• _PROBLEM TO SOLVE_
Output the full set of records exactly.

• _DATA FOR THE TASK_
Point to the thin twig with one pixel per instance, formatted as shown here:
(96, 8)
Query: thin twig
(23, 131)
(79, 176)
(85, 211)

• _REPLY_
Point to the thin twig with one pixel per instance, formatted as shown here:
(96, 8)
Query: thin twig
(23, 131)
(79, 176)
(85, 211)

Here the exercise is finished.